Prompt A → Extract the full Outrage film review word for word.
Prompt B → Reproduce the part of the rows that opens with the line containing "Where can the white" and runs through the end of the rows, requests included, with every coordinate in the answers multiplied by 2.05 and rounded to whole numbers, halves going up. Give only those lines.

Reading passage →
◆ ◆ ◆
Outrage film banner / poster

A misunderstanding begets bloodshed, and so the world turns in a Takashi Kitano gangster film. It may be an impossible task trying to decode the plot from this exercise in bloodletting, and in fact I have a feeling Kitano wants it that way. I could tell you the basics, that there are two feuding yakuza families that are instructed to kill each other over what was essentially a misunderstanding at a strip club, but I promise you it does not matter.

What does matter is Kitano’s new genre film Outrage has a point, it wants you to walk away feeling something. I am just not sure what the feeling is supposed to be. With an influx of attention over the passed decade thanks to overseas releases of films he has directed and starred, Kitano has come out with a movie that seems to be laughing at anyone who dares to enjoy it. Feeling more like a satire of the ultraviolent Japanese and Chinese gangster films that have flooded American shores of the last decade, Outrage cynically paints its yakuza tropes by the numbers. We are provided the banal yakuza gang, strapped with samurai swords and automatic weapons, dressed in the same black suit and tie ensemble seen in every gangster film since Tarantino took over.Outrage poster

Outrage’s plot is more of a means to an end. It provides Kitano with enough structure to facilitate his main ambition, mutilation. When an opposing family blackmails a horny yakuza clan member for $600,000 yen, apologies must be made. Kitano it seems only accepts body parts in exchange for forgiveness. The guilty clan member of the opposing family must offer his finger to the offended mob boss. There is no pan of the camera, Kitano wants us to look because he knows deep down, the audience wants to watch. Offered only a dull box cutter, the poor gangster punishingly pushes the weak blade deeper into his flesh until the finger is completely separated.
◆ ◆ ◆
(Position annotation records)
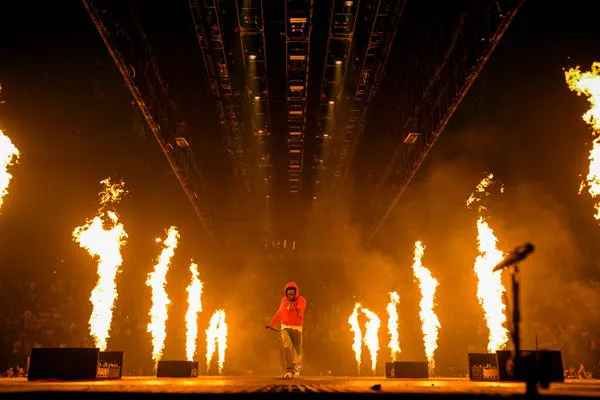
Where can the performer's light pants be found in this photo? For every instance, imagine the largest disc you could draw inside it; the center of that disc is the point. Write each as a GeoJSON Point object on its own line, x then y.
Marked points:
{"type": "Point", "coordinates": [291, 340]}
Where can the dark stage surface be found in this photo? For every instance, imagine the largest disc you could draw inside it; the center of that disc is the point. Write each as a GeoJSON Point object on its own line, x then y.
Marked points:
{"type": "Point", "coordinates": [214, 385]}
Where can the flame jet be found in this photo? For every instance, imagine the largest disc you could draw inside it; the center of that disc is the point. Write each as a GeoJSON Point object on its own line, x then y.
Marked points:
{"type": "Point", "coordinates": [430, 323]}
{"type": "Point", "coordinates": [216, 339]}
{"type": "Point", "coordinates": [157, 280]}
{"type": "Point", "coordinates": [103, 236]}
{"type": "Point", "coordinates": [9, 155]}
{"type": "Point", "coordinates": [392, 311]}
{"type": "Point", "coordinates": [194, 308]}
{"type": "Point", "coordinates": [490, 289]}
{"type": "Point", "coordinates": [588, 84]}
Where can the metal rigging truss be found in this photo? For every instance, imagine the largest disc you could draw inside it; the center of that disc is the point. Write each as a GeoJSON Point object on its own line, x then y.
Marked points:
{"type": "Point", "coordinates": [250, 15]}
{"type": "Point", "coordinates": [143, 79]}
{"type": "Point", "coordinates": [337, 60]}
{"type": "Point", "coordinates": [477, 33]}
{"type": "Point", "coordinates": [206, 17]}
{"type": "Point", "coordinates": [382, 33]}
{"type": "Point", "coordinates": [298, 14]}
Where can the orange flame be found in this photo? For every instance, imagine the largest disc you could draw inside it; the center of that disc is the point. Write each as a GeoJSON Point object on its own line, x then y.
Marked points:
{"type": "Point", "coordinates": [106, 245]}
{"type": "Point", "coordinates": [194, 308]}
{"type": "Point", "coordinates": [430, 323]}
{"type": "Point", "coordinates": [216, 339]}
{"type": "Point", "coordinates": [588, 84]}
{"type": "Point", "coordinates": [160, 300]}
{"type": "Point", "coordinates": [371, 337]}
{"type": "Point", "coordinates": [392, 311]}
{"type": "Point", "coordinates": [355, 327]}
{"type": "Point", "coordinates": [489, 287]}
{"type": "Point", "coordinates": [9, 155]}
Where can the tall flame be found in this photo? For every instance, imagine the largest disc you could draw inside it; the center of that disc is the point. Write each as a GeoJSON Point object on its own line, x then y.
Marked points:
{"type": "Point", "coordinates": [104, 243]}
{"type": "Point", "coordinates": [160, 300]}
{"type": "Point", "coordinates": [371, 337]}
{"type": "Point", "coordinates": [430, 323]}
{"type": "Point", "coordinates": [355, 328]}
{"type": "Point", "coordinates": [392, 311]}
{"type": "Point", "coordinates": [588, 84]}
{"type": "Point", "coordinates": [9, 155]}
{"type": "Point", "coordinates": [489, 288]}
{"type": "Point", "coordinates": [194, 307]}
{"type": "Point", "coordinates": [216, 339]}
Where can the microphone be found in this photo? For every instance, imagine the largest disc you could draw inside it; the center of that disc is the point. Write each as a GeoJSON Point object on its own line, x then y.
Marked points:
{"type": "Point", "coordinates": [518, 254]}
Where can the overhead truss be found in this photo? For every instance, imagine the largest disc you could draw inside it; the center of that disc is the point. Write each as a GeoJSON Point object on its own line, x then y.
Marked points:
{"type": "Point", "coordinates": [385, 22]}
{"type": "Point", "coordinates": [477, 33]}
{"type": "Point", "coordinates": [337, 61]}
{"type": "Point", "coordinates": [209, 30]}
{"type": "Point", "coordinates": [139, 69]}
{"type": "Point", "coordinates": [250, 15]}
{"type": "Point", "coordinates": [298, 14]}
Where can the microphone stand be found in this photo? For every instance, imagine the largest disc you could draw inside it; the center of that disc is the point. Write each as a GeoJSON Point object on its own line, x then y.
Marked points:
{"type": "Point", "coordinates": [519, 364]}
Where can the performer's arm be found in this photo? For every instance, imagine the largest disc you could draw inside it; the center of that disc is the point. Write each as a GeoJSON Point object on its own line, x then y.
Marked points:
{"type": "Point", "coordinates": [301, 306]}
{"type": "Point", "coordinates": [277, 316]}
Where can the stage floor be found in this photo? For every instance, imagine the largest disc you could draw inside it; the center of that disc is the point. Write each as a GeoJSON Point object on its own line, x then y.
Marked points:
{"type": "Point", "coordinates": [215, 385]}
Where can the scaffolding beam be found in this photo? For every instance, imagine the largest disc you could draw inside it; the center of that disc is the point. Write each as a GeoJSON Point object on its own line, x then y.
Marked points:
{"type": "Point", "coordinates": [298, 26]}
{"type": "Point", "coordinates": [465, 56]}
{"type": "Point", "coordinates": [160, 115]}
{"type": "Point", "coordinates": [208, 26]}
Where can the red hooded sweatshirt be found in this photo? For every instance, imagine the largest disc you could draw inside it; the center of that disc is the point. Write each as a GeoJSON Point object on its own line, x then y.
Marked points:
{"type": "Point", "coordinates": [290, 313]}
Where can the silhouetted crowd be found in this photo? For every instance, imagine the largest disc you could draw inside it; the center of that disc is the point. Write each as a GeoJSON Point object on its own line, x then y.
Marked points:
{"type": "Point", "coordinates": [35, 313]}
{"type": "Point", "coordinates": [49, 311]}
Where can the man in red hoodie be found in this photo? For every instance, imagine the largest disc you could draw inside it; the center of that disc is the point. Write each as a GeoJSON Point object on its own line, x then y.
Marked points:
{"type": "Point", "coordinates": [291, 316]}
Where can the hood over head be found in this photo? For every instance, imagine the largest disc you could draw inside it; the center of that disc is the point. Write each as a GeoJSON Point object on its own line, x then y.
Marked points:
{"type": "Point", "coordinates": [291, 285]}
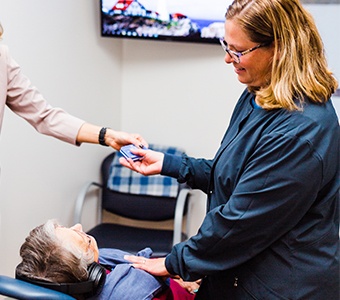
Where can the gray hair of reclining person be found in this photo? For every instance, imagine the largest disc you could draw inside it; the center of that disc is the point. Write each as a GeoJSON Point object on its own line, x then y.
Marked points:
{"type": "Point", "coordinates": [48, 256]}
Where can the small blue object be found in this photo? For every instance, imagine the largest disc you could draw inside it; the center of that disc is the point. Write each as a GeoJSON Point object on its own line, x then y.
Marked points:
{"type": "Point", "coordinates": [126, 152]}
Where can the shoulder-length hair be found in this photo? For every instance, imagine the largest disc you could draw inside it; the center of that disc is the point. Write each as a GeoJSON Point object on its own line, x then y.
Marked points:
{"type": "Point", "coordinates": [299, 66]}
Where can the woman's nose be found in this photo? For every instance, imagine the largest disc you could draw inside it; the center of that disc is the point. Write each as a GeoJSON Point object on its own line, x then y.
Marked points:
{"type": "Point", "coordinates": [228, 59]}
{"type": "Point", "coordinates": [78, 227]}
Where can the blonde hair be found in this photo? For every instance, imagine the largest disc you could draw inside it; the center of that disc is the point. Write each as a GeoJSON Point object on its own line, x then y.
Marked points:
{"type": "Point", "coordinates": [299, 66]}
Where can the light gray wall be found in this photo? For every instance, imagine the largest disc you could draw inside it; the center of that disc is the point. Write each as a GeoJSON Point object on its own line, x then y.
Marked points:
{"type": "Point", "coordinates": [58, 46]}
{"type": "Point", "coordinates": [172, 93]}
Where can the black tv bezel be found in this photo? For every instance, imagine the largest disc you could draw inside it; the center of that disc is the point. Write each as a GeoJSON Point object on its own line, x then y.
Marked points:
{"type": "Point", "coordinates": [158, 38]}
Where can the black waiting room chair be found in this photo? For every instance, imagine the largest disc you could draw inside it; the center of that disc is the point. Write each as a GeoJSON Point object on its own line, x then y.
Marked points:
{"type": "Point", "coordinates": [138, 207]}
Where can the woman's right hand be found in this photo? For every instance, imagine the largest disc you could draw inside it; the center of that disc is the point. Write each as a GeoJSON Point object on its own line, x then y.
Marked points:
{"type": "Point", "coordinates": [150, 164]}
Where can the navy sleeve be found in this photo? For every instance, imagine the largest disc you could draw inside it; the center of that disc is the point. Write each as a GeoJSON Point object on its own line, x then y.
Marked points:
{"type": "Point", "coordinates": [195, 172]}
{"type": "Point", "coordinates": [274, 193]}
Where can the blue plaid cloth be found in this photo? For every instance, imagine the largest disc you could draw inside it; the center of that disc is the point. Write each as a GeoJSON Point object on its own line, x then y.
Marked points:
{"type": "Point", "coordinates": [124, 180]}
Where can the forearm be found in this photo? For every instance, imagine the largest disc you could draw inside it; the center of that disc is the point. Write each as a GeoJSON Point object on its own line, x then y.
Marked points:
{"type": "Point", "coordinates": [89, 133]}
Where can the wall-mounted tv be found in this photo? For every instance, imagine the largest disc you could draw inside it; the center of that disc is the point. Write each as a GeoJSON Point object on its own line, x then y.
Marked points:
{"type": "Point", "coordinates": [199, 21]}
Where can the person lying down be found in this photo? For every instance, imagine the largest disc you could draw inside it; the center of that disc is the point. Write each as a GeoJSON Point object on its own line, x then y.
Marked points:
{"type": "Point", "coordinates": [68, 260]}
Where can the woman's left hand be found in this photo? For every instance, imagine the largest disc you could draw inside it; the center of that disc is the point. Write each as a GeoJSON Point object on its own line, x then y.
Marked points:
{"type": "Point", "coordinates": [154, 266]}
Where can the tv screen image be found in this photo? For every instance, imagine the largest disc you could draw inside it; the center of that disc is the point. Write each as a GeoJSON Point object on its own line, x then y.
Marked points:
{"type": "Point", "coordinates": [176, 20]}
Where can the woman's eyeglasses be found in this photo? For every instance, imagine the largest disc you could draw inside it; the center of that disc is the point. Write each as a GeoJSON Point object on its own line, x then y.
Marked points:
{"type": "Point", "coordinates": [236, 56]}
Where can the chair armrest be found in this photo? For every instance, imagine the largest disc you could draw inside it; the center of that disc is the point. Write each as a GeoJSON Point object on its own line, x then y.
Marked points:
{"type": "Point", "coordinates": [18, 289]}
{"type": "Point", "coordinates": [78, 209]}
{"type": "Point", "coordinates": [182, 197]}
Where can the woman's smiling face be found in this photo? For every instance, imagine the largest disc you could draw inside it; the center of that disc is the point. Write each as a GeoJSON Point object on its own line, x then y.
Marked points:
{"type": "Point", "coordinates": [254, 68]}
{"type": "Point", "coordinates": [77, 237]}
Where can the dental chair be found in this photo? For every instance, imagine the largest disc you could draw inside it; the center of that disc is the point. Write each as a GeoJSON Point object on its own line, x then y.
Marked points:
{"type": "Point", "coordinates": [18, 289]}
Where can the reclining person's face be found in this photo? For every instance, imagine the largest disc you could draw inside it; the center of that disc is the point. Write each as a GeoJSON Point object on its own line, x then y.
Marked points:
{"type": "Point", "coordinates": [78, 238]}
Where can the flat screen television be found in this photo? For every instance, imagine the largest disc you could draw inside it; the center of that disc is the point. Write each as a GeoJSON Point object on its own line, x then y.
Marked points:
{"type": "Point", "coordinates": [199, 21]}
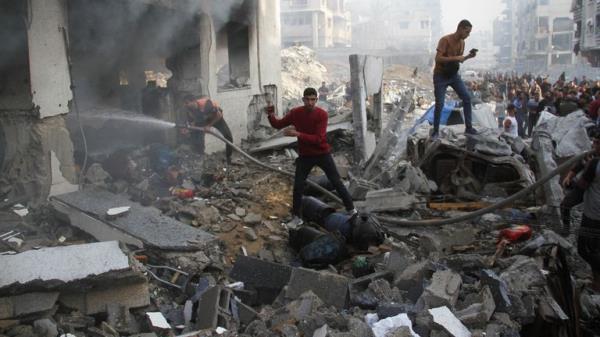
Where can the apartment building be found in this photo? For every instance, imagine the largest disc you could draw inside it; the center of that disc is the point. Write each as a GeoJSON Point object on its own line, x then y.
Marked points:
{"type": "Point", "coordinates": [586, 15]}
{"type": "Point", "coordinates": [315, 23]}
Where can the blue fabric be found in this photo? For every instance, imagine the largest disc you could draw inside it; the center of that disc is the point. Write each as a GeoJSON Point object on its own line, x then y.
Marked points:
{"type": "Point", "coordinates": [440, 84]}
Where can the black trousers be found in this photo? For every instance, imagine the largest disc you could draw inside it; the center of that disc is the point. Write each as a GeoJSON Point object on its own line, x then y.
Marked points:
{"type": "Point", "coordinates": [573, 198]}
{"type": "Point", "coordinates": [588, 242]}
{"type": "Point", "coordinates": [221, 125]}
{"type": "Point", "coordinates": [304, 164]}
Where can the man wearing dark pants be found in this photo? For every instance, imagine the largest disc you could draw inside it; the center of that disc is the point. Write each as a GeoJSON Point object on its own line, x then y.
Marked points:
{"type": "Point", "coordinates": [309, 124]}
{"type": "Point", "coordinates": [588, 240]}
{"type": "Point", "coordinates": [574, 193]}
{"type": "Point", "coordinates": [206, 113]}
{"type": "Point", "coordinates": [449, 55]}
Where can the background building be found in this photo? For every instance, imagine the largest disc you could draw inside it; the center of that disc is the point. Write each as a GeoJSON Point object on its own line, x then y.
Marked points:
{"type": "Point", "coordinates": [586, 15]}
{"type": "Point", "coordinates": [315, 23]}
{"type": "Point", "coordinates": [535, 35]}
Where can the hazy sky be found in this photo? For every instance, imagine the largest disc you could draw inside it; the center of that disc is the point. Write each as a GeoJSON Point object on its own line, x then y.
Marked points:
{"type": "Point", "coordinates": [481, 13]}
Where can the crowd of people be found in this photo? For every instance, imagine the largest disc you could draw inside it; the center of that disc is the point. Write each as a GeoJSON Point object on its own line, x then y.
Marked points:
{"type": "Point", "coordinates": [529, 95]}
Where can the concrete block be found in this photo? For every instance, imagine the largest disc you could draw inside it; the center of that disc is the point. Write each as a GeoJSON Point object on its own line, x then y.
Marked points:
{"type": "Point", "coordinates": [498, 289]}
{"type": "Point", "coordinates": [443, 317]}
{"type": "Point", "coordinates": [389, 200]}
{"type": "Point", "coordinates": [141, 227]}
{"type": "Point", "coordinates": [26, 304]}
{"type": "Point", "coordinates": [135, 295]}
{"type": "Point", "coordinates": [332, 289]}
{"type": "Point", "coordinates": [50, 268]}
{"type": "Point", "coordinates": [478, 314]}
{"type": "Point", "coordinates": [411, 279]}
{"type": "Point", "coordinates": [213, 308]}
{"type": "Point", "coordinates": [266, 277]}
{"type": "Point", "coordinates": [443, 290]}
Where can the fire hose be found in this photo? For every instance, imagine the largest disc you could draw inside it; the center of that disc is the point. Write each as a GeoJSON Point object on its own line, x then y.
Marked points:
{"type": "Point", "coordinates": [402, 222]}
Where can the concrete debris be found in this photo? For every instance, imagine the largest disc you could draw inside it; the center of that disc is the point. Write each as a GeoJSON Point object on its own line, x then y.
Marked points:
{"type": "Point", "coordinates": [332, 289]}
{"type": "Point", "coordinates": [60, 267]}
{"type": "Point", "coordinates": [443, 317]}
{"type": "Point", "coordinates": [443, 290]}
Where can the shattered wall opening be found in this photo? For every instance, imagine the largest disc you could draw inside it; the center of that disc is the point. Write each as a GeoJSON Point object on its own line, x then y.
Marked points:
{"type": "Point", "coordinates": [233, 50]}
{"type": "Point", "coordinates": [15, 93]}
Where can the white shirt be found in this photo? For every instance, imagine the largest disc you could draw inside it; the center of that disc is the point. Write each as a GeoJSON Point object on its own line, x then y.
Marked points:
{"type": "Point", "coordinates": [512, 130]}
◆ ◆ ◆
Exercise output A →
Outrage film banner / poster

A misunderstanding begets bloodshed, and so the world turns in a Takashi Kitano gangster film. It may be an impossible task trying to decode the plot from this exercise in bloodletting, and in fact I have a feeling Kitano wants it that way. I could tell you the basics, that there are two feuding yakuza families that are instructed to kill each other over what was essentially a misunderstanding at a strip club, but I promise you it does not matter.

What does matter is Kitano’s new genre film Outrage has a point, it wants you to walk away feeling something. I am just not sure what the feeling is supposed to be. With an influx of attention over the passed decade thanks to overseas releases of films he has directed and starred, Kitano has come out with a movie that seems to be laughing at anyone who dares to enjoy it. Feeling more like a satire of the ultraviolent Japanese and Chinese gangster films that have flooded American shores of the last decade, Outrage cynically paints its yakuza tropes by the numbers. We are provided the banal yakuza gang, strapped with samurai swords and automatic weapons, dressed in the same black suit and tie ensemble seen in every gangster film since Tarantino took over.Outrage poster

Outrage’s plot is more of a means to an end. It provides Kitano with enough structure to facilitate his main ambition, mutilation. When an opposing family blackmails a horny yakuza clan member for $600,000 yen, apologies must be made. Kitano it seems only accepts body parts in exchange for forgiveness. The guilty clan member of the opposing family must offer his finger to the offended mob boss. There is no pan of the camera, Kitano wants us to look because he knows deep down, the audience wants to watch. Offered only a dull box cutter, the poor gangster punishingly pushes the weak blade deeper into his flesh until the finger is completely separated.

Exercise output B →
Where can the white shirt be found in this photo? For every instance, imagine the largest disc you could draw inside it; the center of that disc is the point. Write each as a GeoJSON Point object on its own line, x then y.
Marked points:
{"type": "Point", "coordinates": [1050, 267]}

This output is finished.